▶ [Text passage]
______
Watching this talk provided a perfect analogy. How far can you shout? I was able to hear Kipp’s voice from 1,200 miles away, his words traveling faster than the speed of sound. That sounds very much like a super-power, and if you’re reading this you have the same power at your disposal this very moment.
The great Stan Lee popularized the Peter Parker principle that with great power comes great responsibility and it certainly applies here. Kipp is asking us all to put our work into context, to think about the impact we’d like to see in the world from the projects we work on. Take the time to educate the public on the benefits and drawbacks of utilizing technology and share the agency of what you’ve built. This is the other half of the work that makes hard-won technical solutions worth it.
I’m so sick of politics invading every little thing. Hopefully after Jan 20th we can get back to not having to hear about the stupid crap that politicians are doing or trying to do on an hourly basis. Yeah, I know, dream on…
You should watch the talk. He doesn’t mean “politics” in the sense of the two-party deathmatch with dirty tricks that you might be thinking, shortly after early November in a year divisible by four.
He means it like the greeks — kinda the will of the people and how you get them to get behind a good (your?) project. It’s not enough to engineer something great, but there’s a human factor to making it a widely used great thing. If it’s commercial, some of what he’s calling politics is also market competition.
The idea of the “will of the people” is itself politics in the completely modern sense. Democracy is a historical anomaly, and despite the claims to the contrary by various imperialist nations, it is not the only lens through which to see the world. I have no obligation to make my projects accessible to anyone other than myself, and any attempt to please the masses inevitably degrades into engineering-by-committee. Appealing to “the people” is how you end up with cheap plastic and planned obsolescence. No thanks.
People should make technology because it has intrinsic virtue, not because other people like it.
______
▶ [Records shown]
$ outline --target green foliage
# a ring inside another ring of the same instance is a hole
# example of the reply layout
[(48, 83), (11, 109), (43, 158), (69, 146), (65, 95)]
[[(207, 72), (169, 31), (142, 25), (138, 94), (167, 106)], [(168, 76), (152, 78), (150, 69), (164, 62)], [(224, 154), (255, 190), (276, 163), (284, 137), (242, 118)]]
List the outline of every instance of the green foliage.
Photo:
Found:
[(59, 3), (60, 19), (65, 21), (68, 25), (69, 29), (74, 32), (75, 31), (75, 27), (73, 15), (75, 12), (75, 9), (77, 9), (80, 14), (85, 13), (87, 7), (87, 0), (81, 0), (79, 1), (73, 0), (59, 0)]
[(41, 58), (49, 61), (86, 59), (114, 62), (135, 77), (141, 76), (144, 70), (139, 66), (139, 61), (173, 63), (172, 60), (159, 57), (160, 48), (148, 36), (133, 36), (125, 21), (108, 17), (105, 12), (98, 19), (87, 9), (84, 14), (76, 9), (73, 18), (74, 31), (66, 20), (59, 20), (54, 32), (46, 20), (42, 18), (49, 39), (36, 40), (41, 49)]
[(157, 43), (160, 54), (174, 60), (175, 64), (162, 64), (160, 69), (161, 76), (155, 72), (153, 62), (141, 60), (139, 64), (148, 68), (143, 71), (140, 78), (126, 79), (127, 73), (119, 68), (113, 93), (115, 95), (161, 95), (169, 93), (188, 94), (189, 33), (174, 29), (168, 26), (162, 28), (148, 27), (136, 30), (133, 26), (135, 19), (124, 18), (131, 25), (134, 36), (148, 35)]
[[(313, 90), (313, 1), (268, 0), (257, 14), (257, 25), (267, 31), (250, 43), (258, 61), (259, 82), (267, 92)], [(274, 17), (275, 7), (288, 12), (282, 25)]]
______
▶ [Action item] In the discussion of the talk, why does the commenter who calls democracy a historical anomaly refuse to make projects appeal to "the people"? Answer in one to three sentences.

▶ [Reply to the task] That commenter says any attempt to please the masses inevitably degrades into engineering-by-committee. Appealing to "the people" is how you end up with cheap plastic and planned obsolescence, so technology should be made for its intrinsic virtue, not because other people like it.